Region annotation entries

-- Begin --

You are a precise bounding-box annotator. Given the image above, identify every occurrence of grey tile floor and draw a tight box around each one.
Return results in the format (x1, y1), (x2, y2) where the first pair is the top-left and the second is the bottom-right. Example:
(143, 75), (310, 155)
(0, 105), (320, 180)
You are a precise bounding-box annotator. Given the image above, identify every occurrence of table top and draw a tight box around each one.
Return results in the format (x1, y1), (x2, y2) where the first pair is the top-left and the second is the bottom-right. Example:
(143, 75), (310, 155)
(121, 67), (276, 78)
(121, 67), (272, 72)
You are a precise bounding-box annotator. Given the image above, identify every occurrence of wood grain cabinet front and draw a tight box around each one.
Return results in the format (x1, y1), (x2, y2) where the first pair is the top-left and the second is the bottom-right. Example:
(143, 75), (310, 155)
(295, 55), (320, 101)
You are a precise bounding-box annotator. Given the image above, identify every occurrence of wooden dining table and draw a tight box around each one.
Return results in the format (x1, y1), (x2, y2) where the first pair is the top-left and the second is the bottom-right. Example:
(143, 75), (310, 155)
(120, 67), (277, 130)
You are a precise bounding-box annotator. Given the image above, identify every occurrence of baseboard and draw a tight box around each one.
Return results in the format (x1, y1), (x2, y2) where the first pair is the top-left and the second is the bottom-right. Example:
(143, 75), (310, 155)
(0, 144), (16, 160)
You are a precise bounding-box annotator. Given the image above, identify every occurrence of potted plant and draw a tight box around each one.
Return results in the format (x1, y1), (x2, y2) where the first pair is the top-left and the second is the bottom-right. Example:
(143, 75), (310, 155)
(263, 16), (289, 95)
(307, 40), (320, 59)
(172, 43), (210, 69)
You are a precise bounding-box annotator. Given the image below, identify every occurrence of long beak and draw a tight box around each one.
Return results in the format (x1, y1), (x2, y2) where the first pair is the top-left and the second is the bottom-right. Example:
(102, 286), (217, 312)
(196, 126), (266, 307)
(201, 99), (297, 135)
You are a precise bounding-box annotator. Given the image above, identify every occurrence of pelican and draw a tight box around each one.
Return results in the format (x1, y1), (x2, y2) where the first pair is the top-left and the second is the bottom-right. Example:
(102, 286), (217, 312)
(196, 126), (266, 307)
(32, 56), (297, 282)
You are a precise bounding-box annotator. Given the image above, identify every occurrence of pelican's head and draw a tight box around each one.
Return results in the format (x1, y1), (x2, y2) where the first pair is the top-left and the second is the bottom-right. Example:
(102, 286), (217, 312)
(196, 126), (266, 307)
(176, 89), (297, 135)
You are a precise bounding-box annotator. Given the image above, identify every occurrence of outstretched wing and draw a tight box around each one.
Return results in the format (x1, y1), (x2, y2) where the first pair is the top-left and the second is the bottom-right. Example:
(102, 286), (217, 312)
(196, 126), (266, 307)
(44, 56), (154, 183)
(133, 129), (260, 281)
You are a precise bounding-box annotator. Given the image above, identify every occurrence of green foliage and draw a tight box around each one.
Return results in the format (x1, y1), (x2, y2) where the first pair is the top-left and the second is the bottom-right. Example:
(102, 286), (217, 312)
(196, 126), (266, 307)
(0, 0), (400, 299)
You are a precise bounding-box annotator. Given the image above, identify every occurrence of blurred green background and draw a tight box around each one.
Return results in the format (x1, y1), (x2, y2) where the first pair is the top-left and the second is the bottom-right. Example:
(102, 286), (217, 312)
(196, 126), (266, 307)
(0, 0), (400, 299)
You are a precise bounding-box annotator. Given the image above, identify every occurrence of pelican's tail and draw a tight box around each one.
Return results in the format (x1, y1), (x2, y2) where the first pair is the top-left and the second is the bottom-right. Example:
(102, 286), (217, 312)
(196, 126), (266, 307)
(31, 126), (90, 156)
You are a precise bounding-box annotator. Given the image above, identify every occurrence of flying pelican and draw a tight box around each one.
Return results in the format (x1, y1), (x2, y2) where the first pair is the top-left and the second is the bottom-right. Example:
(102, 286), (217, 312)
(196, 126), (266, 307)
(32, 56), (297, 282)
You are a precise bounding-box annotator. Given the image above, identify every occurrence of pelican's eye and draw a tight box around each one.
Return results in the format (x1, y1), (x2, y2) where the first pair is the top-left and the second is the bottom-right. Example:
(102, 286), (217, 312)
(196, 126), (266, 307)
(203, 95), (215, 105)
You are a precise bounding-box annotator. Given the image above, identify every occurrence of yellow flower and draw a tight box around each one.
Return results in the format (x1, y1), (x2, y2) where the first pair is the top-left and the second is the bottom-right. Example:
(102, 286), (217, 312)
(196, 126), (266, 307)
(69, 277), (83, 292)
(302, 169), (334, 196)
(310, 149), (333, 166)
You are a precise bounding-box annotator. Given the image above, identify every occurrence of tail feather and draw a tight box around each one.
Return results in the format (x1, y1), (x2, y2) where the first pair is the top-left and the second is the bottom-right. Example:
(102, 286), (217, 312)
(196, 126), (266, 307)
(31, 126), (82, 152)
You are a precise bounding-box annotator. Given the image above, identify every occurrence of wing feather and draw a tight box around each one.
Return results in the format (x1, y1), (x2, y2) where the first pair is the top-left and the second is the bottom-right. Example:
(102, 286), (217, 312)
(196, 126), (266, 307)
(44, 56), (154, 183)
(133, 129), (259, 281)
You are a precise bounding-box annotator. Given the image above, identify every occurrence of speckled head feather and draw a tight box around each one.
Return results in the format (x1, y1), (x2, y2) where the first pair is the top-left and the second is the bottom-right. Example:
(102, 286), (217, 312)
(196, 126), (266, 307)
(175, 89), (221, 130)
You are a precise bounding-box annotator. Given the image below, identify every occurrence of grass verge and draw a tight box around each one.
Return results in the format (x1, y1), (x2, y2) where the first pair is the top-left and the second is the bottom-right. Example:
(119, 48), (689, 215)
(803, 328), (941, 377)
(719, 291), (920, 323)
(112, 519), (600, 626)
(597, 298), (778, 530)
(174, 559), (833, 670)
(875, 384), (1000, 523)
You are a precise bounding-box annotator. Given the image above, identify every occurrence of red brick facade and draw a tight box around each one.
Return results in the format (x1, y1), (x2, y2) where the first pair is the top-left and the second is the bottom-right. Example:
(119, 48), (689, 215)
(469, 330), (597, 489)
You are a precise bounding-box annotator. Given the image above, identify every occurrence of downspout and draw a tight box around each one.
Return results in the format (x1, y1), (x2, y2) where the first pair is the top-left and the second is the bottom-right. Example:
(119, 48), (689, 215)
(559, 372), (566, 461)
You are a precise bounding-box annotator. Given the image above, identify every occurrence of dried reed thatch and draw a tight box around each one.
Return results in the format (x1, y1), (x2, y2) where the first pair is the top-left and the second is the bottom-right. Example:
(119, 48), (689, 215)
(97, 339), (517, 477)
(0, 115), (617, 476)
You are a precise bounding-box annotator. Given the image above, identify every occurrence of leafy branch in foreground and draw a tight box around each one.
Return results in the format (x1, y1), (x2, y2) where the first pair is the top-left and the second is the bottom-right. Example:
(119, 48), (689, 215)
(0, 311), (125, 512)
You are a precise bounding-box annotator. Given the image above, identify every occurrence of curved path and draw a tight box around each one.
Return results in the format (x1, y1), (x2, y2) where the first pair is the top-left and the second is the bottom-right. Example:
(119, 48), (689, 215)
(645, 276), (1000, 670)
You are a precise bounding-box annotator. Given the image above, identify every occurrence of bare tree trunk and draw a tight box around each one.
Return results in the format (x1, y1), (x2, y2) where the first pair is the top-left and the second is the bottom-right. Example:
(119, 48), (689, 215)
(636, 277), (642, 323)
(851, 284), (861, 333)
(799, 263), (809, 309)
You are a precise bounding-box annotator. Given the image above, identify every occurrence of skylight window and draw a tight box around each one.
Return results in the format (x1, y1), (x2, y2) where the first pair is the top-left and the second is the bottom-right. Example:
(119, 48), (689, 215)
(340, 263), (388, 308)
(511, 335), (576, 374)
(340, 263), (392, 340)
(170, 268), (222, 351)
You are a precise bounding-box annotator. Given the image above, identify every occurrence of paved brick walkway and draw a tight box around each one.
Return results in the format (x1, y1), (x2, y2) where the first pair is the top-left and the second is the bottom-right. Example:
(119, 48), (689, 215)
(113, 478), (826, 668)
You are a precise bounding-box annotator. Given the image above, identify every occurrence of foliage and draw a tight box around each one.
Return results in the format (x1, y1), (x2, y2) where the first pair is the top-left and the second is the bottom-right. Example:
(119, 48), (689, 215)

-- End --

* _Task to carry out_:
What are the lines from the one with "occurrence of curved" through the last line of the records above? Quote them exactly and add nothing.

* _Solution to this task_:
You are a precise bounding-box annotator. Given the image above, identify every occurrence of curved path and draw a tight box around each one.
Return results in the format (x1, y1), (x2, y2) where the first pair is the top-left and the second is the bottom-right. Example:
(119, 48), (689, 215)
(645, 276), (1000, 670)
You are a precise bounding-box annotator. Given the image above, identify every occurrence of bare tree trunk and draw a tight box around each one.
Return results in the format (x1, y1), (x2, y2) where the first pair is the top-left and the second is the bottom-right. Example:
(119, 48), (689, 215)
(636, 277), (642, 323)
(851, 284), (861, 333)
(799, 263), (809, 309)
You are a precise bounding-box annotator. Given the image above, identify every occurrence of skylight window and draw a tight box around each one.
Return results in the format (x1, y1), (x2, y2) where the first pair is the top-left and the second is the bottom-right. Example:
(119, 48), (689, 215)
(340, 263), (388, 308)
(511, 335), (576, 374)
(340, 263), (392, 340)
(170, 268), (222, 351)
You are a precise bounding-box annotator. Given the image above, identify every occurrence of paved brick walkway and draw a tight box around each one.
Return results in the format (x1, y1), (x2, y2) where the first pair is the top-left and the second is the bottom-right. Example:
(119, 48), (689, 215)
(113, 478), (826, 668)
You are a precise bounding-box annotator. Given the image above, identify every occurrence of foliage and draw a tight box around each one.
Return results in the format (x1, y1), (x2, y2) where the first pair is the top-left and the second is the bottom-right. Example:
(119, 48), (689, 215)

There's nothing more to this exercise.